§ SOURCE DATA
○ ○ ○

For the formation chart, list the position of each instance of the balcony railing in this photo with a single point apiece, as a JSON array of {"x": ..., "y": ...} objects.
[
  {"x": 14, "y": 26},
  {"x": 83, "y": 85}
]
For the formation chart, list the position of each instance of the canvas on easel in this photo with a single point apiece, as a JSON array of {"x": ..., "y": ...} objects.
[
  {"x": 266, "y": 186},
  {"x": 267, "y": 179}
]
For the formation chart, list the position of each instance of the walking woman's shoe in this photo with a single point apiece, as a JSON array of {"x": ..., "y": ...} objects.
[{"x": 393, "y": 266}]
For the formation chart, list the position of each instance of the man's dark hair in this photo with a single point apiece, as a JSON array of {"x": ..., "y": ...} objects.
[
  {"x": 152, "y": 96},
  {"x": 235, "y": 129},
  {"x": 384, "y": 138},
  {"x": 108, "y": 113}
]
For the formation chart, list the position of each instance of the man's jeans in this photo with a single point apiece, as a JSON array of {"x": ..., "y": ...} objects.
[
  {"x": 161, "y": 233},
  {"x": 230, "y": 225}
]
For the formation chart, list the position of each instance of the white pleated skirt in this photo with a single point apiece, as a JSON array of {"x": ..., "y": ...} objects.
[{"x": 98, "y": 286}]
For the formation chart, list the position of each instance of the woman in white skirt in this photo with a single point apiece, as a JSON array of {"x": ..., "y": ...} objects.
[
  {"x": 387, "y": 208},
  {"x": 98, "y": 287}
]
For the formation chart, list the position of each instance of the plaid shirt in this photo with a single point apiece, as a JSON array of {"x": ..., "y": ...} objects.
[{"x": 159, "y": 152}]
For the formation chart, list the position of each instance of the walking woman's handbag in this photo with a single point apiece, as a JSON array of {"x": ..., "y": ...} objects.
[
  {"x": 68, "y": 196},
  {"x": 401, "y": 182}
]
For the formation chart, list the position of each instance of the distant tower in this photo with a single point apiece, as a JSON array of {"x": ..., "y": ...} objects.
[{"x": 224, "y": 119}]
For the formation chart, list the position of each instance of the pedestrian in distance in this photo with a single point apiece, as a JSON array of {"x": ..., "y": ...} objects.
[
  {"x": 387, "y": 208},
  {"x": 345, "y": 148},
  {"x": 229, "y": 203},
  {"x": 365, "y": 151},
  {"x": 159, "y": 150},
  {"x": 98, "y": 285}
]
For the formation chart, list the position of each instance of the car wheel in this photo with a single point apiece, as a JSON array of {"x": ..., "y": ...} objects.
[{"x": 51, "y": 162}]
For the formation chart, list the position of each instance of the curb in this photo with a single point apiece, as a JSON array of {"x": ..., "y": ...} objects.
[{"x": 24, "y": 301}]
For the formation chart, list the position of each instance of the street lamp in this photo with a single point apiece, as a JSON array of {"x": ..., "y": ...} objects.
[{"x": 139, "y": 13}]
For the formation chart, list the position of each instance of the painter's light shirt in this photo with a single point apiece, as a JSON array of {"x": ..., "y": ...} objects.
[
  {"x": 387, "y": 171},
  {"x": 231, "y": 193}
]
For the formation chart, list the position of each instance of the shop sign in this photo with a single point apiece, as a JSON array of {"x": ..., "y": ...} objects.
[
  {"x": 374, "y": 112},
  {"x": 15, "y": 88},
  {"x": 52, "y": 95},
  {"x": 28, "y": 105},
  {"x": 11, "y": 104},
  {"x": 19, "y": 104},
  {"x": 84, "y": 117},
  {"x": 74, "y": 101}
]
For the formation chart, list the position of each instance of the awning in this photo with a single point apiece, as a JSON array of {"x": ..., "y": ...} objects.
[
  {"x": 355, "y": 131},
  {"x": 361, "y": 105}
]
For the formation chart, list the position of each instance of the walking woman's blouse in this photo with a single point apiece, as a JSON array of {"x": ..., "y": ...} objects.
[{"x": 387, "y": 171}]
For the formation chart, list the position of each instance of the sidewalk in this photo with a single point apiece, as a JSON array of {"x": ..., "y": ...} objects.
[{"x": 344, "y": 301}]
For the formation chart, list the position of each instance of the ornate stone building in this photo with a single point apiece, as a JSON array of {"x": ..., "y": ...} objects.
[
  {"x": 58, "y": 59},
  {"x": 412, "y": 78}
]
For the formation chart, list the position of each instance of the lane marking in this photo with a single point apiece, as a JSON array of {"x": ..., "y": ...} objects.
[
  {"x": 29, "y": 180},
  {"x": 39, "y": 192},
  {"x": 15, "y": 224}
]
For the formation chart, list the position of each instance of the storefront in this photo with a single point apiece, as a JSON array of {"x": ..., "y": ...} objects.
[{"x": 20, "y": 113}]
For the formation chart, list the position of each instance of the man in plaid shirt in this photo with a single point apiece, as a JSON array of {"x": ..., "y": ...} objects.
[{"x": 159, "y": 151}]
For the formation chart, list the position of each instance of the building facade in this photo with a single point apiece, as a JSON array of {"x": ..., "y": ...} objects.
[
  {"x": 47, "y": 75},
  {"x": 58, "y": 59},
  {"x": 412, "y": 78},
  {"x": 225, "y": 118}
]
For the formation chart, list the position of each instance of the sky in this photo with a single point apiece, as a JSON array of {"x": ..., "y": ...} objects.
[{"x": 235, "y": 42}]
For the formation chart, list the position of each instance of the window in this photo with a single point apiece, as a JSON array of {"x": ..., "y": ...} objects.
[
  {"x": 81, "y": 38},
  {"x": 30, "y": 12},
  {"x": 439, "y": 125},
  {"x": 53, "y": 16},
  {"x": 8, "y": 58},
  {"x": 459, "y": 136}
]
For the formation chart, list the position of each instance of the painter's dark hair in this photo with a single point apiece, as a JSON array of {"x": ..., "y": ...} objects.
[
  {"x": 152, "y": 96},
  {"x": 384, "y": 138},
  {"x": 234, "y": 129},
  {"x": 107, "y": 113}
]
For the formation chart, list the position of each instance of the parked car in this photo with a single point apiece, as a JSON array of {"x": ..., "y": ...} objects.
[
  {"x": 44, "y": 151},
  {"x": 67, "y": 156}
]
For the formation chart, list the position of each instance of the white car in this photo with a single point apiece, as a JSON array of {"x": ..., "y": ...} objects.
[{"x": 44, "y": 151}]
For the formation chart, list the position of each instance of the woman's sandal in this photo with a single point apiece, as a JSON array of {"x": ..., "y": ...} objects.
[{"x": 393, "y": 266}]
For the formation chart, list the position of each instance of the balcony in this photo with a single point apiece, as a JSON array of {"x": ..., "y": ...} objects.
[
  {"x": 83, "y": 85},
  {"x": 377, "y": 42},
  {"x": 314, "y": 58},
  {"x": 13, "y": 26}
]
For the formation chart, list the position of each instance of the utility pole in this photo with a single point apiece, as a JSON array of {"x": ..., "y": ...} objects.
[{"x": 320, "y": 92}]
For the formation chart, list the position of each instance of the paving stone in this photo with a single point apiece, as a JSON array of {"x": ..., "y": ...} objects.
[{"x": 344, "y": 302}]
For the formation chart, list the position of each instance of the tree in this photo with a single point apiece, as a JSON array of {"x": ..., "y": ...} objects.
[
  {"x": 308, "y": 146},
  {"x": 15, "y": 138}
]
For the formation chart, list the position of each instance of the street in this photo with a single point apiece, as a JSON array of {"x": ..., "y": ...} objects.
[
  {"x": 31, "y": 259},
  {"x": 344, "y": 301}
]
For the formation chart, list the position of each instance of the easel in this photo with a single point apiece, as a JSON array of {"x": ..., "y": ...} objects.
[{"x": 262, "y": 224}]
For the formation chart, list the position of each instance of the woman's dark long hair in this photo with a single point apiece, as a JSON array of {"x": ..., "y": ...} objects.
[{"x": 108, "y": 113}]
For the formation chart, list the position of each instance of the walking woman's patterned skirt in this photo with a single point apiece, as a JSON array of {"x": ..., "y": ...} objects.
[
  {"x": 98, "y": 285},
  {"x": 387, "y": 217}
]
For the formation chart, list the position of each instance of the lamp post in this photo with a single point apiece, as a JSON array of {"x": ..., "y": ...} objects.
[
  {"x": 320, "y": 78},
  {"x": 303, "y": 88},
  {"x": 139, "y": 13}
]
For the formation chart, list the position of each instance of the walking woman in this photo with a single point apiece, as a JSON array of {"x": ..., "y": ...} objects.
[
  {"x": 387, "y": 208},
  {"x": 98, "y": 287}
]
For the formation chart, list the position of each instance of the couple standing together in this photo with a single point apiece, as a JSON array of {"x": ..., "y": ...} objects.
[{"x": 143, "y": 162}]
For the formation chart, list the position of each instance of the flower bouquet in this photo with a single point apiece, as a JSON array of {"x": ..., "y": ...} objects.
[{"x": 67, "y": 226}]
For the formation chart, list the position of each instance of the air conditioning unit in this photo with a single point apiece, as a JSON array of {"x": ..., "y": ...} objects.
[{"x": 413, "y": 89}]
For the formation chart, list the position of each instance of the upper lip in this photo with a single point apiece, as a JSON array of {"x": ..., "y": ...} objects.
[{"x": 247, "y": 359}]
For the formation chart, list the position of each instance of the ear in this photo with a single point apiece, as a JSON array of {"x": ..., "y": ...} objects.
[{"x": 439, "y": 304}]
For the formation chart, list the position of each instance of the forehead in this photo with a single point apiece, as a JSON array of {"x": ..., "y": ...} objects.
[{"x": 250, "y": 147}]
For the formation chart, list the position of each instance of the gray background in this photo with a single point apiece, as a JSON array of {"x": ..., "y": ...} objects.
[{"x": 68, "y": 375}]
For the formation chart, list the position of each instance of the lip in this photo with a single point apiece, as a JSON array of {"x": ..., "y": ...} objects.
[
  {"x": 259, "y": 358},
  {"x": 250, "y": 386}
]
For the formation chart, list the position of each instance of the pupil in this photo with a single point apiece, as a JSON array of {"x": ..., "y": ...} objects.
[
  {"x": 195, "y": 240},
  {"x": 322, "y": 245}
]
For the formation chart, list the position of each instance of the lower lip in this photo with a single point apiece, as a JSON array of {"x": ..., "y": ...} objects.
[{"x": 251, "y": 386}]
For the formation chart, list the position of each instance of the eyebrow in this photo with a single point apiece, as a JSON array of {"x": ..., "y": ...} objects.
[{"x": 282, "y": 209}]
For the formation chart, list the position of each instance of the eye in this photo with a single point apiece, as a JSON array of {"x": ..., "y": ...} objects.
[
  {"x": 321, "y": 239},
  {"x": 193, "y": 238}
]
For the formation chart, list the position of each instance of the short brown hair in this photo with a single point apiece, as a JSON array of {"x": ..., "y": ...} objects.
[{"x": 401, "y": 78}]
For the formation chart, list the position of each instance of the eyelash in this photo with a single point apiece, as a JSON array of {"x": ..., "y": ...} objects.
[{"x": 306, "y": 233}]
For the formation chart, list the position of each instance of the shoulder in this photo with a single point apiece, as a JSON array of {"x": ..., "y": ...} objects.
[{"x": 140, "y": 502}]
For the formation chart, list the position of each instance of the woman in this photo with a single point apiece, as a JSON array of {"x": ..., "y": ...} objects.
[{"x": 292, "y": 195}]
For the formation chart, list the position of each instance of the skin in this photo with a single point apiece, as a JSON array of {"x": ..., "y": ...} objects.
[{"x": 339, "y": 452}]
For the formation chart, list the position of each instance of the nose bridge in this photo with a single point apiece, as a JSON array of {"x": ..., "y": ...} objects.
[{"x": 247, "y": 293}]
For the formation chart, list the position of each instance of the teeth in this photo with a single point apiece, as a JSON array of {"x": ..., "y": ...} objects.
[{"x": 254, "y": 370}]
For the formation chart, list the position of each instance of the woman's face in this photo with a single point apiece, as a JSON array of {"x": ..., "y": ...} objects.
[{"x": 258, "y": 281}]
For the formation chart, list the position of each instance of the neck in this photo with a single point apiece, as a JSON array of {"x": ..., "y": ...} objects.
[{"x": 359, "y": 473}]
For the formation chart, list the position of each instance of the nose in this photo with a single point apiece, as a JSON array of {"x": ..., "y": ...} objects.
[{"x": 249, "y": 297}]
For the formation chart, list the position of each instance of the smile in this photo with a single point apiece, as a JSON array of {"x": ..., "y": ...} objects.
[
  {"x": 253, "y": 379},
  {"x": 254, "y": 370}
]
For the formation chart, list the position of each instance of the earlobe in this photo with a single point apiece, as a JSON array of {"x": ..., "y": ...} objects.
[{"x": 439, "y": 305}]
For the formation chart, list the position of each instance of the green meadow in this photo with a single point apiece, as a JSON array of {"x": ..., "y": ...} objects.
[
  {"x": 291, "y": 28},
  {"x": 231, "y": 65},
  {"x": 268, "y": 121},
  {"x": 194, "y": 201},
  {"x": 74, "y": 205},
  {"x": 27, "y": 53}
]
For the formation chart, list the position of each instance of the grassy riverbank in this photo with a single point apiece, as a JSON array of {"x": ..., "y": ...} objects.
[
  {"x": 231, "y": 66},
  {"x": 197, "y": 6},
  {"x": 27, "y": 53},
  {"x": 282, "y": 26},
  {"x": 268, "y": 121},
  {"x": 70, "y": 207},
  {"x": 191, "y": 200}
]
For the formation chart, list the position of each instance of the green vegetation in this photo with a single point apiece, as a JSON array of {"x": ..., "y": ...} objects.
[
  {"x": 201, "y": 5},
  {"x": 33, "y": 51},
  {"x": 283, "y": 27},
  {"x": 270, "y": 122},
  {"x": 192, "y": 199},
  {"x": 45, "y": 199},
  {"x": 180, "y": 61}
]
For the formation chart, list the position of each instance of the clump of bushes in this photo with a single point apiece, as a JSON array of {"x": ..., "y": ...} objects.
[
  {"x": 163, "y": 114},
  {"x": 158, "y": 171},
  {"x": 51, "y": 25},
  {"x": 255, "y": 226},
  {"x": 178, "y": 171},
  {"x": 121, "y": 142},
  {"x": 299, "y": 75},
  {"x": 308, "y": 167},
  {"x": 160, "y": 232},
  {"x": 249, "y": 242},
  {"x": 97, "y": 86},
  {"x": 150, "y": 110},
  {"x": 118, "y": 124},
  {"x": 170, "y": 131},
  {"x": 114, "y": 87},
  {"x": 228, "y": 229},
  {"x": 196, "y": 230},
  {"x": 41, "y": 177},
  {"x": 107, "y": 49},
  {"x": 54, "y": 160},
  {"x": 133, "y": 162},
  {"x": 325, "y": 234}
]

○ ○ ○

§ TASK DIRECTIONS
Write out the lines above, starting at the line that contains "the green meadow" and ending with the final line, and nothing else; copy them exactly.

§ RESPONSE TO THE EXERCISE
For the formation chart, list the position of each instance of the green meadow in this photo with a single point apiece, as a JSON array of {"x": ..., "y": ...} objects.
[
  {"x": 291, "y": 28},
  {"x": 231, "y": 65},
  {"x": 268, "y": 121},
  {"x": 194, "y": 201},
  {"x": 74, "y": 205},
  {"x": 27, "y": 53}
]
For the formation chart, list the position of each instance of the grassy riverbank in this photo with a single point apiece, as a JSON array of {"x": ..., "y": ...} objects.
[
  {"x": 231, "y": 66},
  {"x": 197, "y": 6},
  {"x": 27, "y": 53},
  {"x": 282, "y": 26},
  {"x": 268, "y": 121},
  {"x": 70, "y": 207},
  {"x": 191, "y": 200}
]
For the formation chart, list the position of each instance of the green vegetation in this photo with a single point apiece, as a JSON array of {"x": ..., "y": ...} objects.
[
  {"x": 201, "y": 5},
  {"x": 33, "y": 51},
  {"x": 283, "y": 27},
  {"x": 270, "y": 122},
  {"x": 192, "y": 199},
  {"x": 45, "y": 199},
  {"x": 180, "y": 61}
]
For the formation chart, list the position of each instance of the clump of bushes in this photo with a single point apiece, as a JSON array of {"x": ..., "y": ...} objects.
[
  {"x": 163, "y": 114},
  {"x": 158, "y": 171},
  {"x": 51, "y": 25},
  {"x": 255, "y": 226},
  {"x": 178, "y": 171},
  {"x": 121, "y": 142},
  {"x": 299, "y": 75},
  {"x": 308, "y": 167},
  {"x": 160, "y": 232},
  {"x": 249, "y": 242},
  {"x": 97, "y": 86},
  {"x": 150, "y": 110},
  {"x": 118, "y": 124},
  {"x": 170, "y": 131},
  {"x": 114, "y": 87},
  {"x": 228, "y": 229},
  {"x": 196, "y": 230},
  {"x": 41, "y": 177},
  {"x": 107, "y": 49},
  {"x": 54, "y": 160},
  {"x": 133, "y": 162},
  {"x": 325, "y": 234}
]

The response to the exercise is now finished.